Text to read:
I would like to get an explanation of buffer disposal under explicit buffer management. I'd be happy to update the aparapi docs with what I learn.
grfrost
@grfrost

@hostettler I just saw your code above. Regards this.

float acc[WPT];
for (int w=0; w<WPT; w++) {
acc[w] = 0.0f;
}

So (I am speaking from OpenCL not CUDA, but I bet they are similar in this regard).

Because WPT is known at compiler 'compile' time. It is non-trivial to unroll the loop. So the OpenCL/CUDA compiler basically uses available registers for acc[0].... acc[WPT-1].

At some point ;) the pressure on the register allocator might force the compiler to basically use private memory. Or leave it in local memory.

I have been playing with TornadoVM. They use Graal as their front end, but offer similar capabilities to Aparapi (not as fast yet, and even more buggy than Aparapi). But because they have Graal as a front end. They can actually use this code in their kernel.

float buf = new float[COMPILE_CONSTANT_EXPRESSION];

This is because Graal see's this a constant sized buffer for all kernels (an OpenCL constraint also) it can basically turn each buf[n] into a register. This allows them to relax some restrictions that we have in Aparapi.

Truthfully, with a bit more thought in Aparapi, I think we could persuade the Aparapi bytecode layer to replicate this. But..... alas.... it is not trivial.

hostettler
@hostettler
@grfrost thanks for the explanation. That being said I used the ugly approach to no avail. Meaning I did
    double value_0 = 0;
    double value_1 = 0;
    double value_2 = 0;
    double value_3 = 0;
    double value_4 = 0;
    double value_5 = 0;
    double value_6 = 0;
    double value_7 = 0;
and then
            double a = subA[row * tileSize + tileNr];

            int offset = tileNr * tileSize + col;
            value_0 += a * subB[offset++];
            value_1 += a * subB[offset++];
            value_2 += a * subB[offset++];
            value_3 += a * subB[offset++];
            value_4 += a * subB[offset++];
            value_5 += a * subB[offset++];
            value_6 += a * subB[offset++];
            value_7 += a * subB[offset];
to save the load of a but unfortunately it is slower than the more naive approach. I must be missing something. I will commit the code on github in case someone has a an idea. What is strange is that I objectively do less instructions with this version.

Instruction A: Could you write out the forum thread between "Truthfully, with a" and "is not trivial.", inclusive, with "persuade" changed to "convince"?

Input rows:
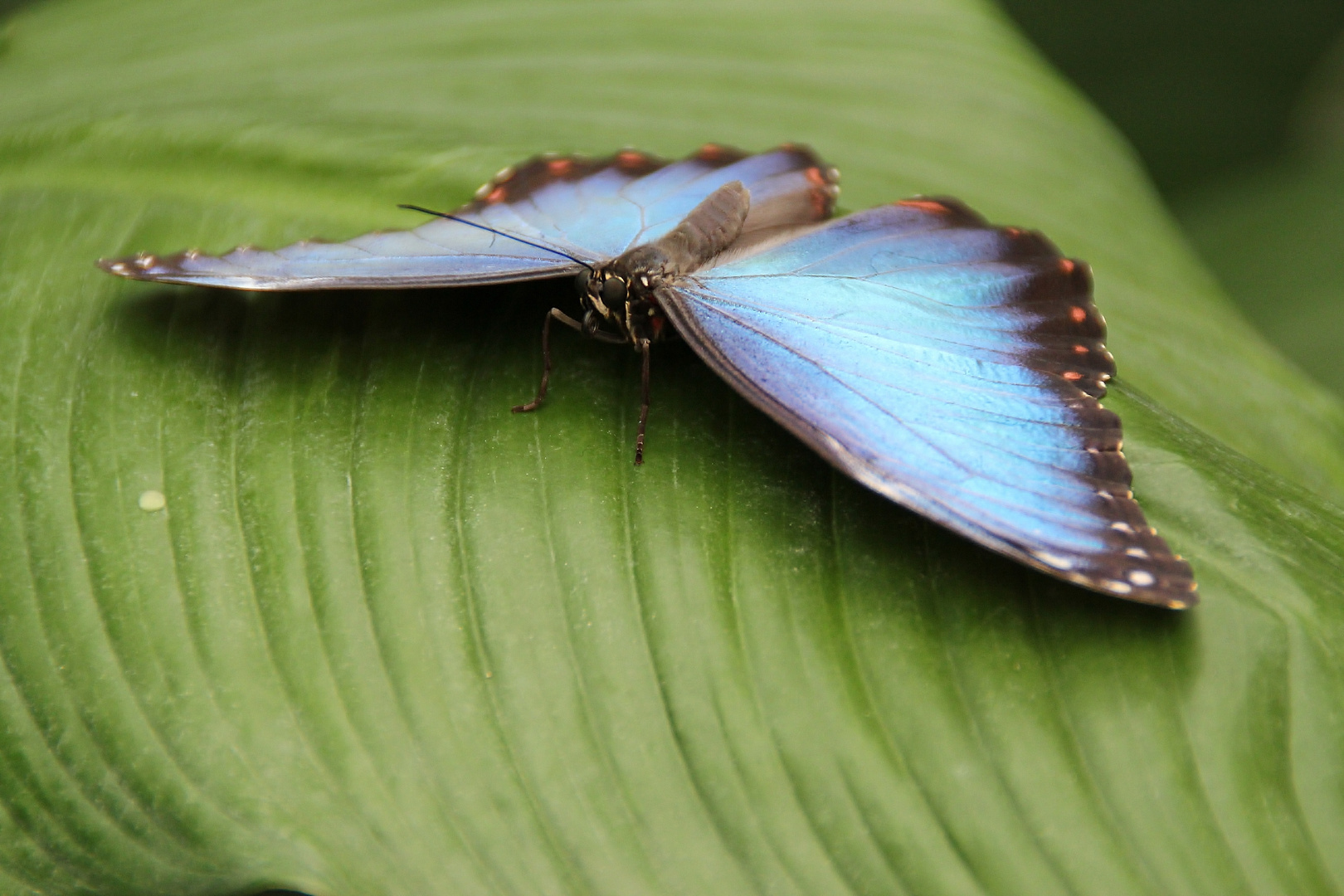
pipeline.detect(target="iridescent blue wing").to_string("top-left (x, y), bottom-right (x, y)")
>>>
top-left (98, 145), bottom-right (837, 290)
top-left (659, 199), bottom-right (1195, 607)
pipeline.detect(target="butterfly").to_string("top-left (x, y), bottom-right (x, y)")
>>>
top-left (100, 144), bottom-right (1196, 608)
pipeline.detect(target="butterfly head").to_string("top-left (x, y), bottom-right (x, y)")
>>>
top-left (578, 258), bottom-right (670, 347)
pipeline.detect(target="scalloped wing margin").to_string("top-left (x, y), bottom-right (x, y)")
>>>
top-left (659, 199), bottom-right (1196, 608)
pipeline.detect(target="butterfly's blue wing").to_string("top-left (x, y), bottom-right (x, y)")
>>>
top-left (659, 200), bottom-right (1195, 607)
top-left (100, 145), bottom-right (836, 290)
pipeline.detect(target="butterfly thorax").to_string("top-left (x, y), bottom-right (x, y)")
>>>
top-left (578, 182), bottom-right (752, 348)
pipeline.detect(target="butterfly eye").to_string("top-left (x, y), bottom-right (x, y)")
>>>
top-left (602, 277), bottom-right (625, 308)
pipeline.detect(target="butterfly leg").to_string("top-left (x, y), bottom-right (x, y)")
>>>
top-left (514, 308), bottom-right (583, 414)
top-left (635, 338), bottom-right (649, 466)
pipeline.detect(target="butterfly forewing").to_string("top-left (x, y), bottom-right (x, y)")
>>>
top-left (100, 144), bottom-right (1195, 607)
top-left (660, 200), bottom-right (1194, 607)
top-left (100, 145), bottom-right (835, 290)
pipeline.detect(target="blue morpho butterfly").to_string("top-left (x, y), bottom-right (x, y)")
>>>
top-left (100, 144), bottom-right (1195, 608)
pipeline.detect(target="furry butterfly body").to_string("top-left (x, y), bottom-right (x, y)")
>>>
top-left (100, 145), bottom-right (1195, 608)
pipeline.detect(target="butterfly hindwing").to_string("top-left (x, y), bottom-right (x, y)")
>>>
top-left (100, 144), bottom-right (836, 290)
top-left (659, 199), bottom-right (1195, 607)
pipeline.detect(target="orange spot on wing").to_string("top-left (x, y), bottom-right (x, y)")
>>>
top-left (897, 199), bottom-right (947, 215)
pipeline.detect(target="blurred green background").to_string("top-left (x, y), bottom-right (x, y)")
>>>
top-left (1003, 0), bottom-right (1344, 395)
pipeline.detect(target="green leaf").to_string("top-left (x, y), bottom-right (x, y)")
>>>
top-left (1177, 33), bottom-right (1344, 397)
top-left (0, 0), bottom-right (1344, 896)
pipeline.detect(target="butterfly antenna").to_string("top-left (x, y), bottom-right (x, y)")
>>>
top-left (397, 204), bottom-right (592, 271)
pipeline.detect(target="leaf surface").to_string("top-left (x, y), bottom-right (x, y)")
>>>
top-left (0, 0), bottom-right (1344, 896)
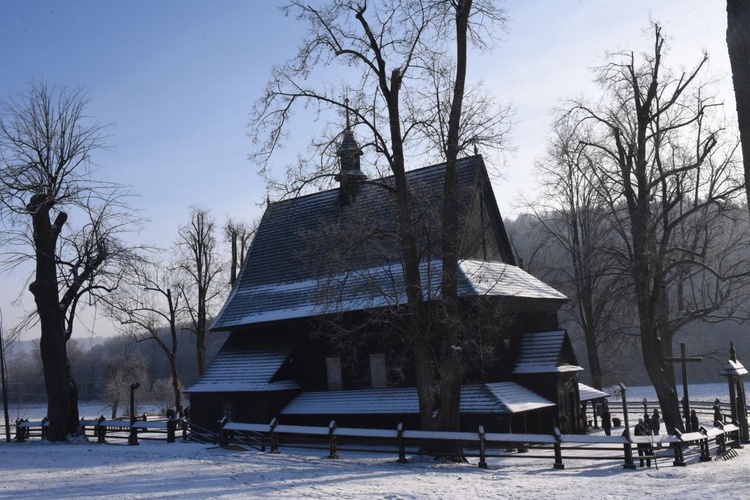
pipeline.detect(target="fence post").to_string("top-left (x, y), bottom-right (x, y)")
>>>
top-left (219, 416), bottom-right (229, 448)
top-left (328, 420), bottom-right (339, 458)
top-left (672, 429), bottom-right (687, 467)
top-left (271, 418), bottom-right (281, 453)
top-left (94, 415), bottom-right (107, 443)
top-left (554, 426), bottom-right (565, 470)
top-left (478, 425), bottom-right (487, 469)
top-left (396, 422), bottom-right (408, 464)
top-left (16, 418), bottom-right (26, 443)
top-left (128, 418), bottom-right (138, 445)
top-left (167, 417), bottom-right (179, 443)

Instruction B: Which lines of the rows contain the string "leaf"? Copy each of them, treating uppercase and lowercase as different.

Answer A:
Truthfully, with a bit more thought in Aparapi, I think we could convince the Aparapi bytecode layer to replicate this. But..... alas.... it is not trivial.

Answer B:
pipeline.detect(target="green leaf").to_string("top-left (x, y), bottom-right (x, y)")
pipeline.detect(target="leaf surface").to_string("top-left (x, y), bottom-right (x, y)")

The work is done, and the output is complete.